▶ _TASK DESCRIPTION_: Please copy out the entries below exactly, beginning with the line that contains "Target: man with white hair" and ending with the line that contains "Target: eyeglasses", and include nothing outside that span.

*** DATASET EXCERPTS ***

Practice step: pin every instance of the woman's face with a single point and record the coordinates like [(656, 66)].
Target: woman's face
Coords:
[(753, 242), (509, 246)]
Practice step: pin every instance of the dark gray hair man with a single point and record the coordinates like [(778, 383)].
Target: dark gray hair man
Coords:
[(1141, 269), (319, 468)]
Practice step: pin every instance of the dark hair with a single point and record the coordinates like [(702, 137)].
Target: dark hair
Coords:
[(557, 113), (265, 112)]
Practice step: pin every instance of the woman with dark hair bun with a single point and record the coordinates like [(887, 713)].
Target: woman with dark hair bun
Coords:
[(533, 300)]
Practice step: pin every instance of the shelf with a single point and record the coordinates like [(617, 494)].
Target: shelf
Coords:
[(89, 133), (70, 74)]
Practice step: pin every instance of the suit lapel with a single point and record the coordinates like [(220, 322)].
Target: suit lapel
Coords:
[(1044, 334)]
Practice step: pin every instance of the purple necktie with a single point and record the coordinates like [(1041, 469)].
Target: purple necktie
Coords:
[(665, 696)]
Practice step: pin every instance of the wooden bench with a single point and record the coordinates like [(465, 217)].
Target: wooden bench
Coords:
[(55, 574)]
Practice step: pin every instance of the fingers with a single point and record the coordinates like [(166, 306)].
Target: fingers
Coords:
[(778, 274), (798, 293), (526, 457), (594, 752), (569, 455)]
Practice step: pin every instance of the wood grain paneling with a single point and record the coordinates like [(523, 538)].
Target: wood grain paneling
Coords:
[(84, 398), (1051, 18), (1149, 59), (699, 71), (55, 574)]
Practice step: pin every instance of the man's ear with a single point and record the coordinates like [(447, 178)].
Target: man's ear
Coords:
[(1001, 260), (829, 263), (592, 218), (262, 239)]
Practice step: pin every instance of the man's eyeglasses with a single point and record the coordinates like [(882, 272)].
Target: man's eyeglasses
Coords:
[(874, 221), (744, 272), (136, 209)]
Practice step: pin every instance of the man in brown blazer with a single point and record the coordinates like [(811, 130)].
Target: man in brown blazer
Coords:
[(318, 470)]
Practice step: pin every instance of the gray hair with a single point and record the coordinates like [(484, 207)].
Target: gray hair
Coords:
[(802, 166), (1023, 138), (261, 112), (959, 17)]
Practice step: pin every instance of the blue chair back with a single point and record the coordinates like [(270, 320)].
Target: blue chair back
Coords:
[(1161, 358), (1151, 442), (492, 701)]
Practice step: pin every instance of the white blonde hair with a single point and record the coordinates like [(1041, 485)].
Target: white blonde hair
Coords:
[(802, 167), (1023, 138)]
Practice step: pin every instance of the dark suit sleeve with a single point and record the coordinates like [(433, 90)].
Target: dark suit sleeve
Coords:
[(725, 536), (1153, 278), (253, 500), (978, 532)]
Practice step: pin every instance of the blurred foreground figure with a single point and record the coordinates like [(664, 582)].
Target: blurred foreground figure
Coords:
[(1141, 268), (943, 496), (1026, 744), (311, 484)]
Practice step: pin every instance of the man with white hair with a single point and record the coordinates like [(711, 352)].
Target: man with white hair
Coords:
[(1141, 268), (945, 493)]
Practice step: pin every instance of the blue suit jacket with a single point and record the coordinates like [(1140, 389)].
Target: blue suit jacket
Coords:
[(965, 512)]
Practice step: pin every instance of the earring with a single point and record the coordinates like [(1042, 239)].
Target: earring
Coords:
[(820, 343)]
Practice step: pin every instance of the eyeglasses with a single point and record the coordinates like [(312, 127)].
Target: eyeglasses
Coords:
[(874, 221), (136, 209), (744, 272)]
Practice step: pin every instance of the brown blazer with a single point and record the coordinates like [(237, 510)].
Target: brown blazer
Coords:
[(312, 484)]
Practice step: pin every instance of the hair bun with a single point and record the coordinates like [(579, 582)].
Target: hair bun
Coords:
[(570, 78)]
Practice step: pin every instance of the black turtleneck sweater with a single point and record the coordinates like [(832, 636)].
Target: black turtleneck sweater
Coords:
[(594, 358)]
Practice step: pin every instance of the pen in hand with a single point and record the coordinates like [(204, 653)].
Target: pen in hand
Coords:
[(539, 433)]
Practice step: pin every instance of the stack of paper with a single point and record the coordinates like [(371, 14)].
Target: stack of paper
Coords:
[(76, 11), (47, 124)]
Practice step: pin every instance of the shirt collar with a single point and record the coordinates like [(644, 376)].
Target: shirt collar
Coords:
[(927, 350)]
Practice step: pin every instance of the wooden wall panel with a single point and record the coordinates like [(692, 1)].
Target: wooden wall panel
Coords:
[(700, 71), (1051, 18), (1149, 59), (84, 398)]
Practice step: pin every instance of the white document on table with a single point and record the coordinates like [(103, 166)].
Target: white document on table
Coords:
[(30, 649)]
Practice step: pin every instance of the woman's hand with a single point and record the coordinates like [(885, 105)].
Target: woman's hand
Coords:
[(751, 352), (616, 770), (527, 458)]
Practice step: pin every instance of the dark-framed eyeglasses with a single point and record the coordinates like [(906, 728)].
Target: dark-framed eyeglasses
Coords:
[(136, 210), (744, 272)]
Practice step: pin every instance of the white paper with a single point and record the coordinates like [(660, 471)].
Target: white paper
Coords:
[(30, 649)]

*** End of DATASET EXCERPTS ***

▶ _SOLVED EXERCISE_:
Target: man with white hair
Coords:
[(1141, 268), (945, 493)]
Practice step: pin every instance of the blue suit jacket with a single point and record the coordinates like [(1140, 389)].
Target: blue suit jacket
Coords:
[(965, 512)]
Practice step: pin every instance of the earring with a single point and record the coordinates like [(1042, 239)].
Target: earring
Coords:
[(820, 343)]
Practice step: pin every instance of the eyeglasses with a single point and record the coordinates like [(312, 127)].
Target: eyeglasses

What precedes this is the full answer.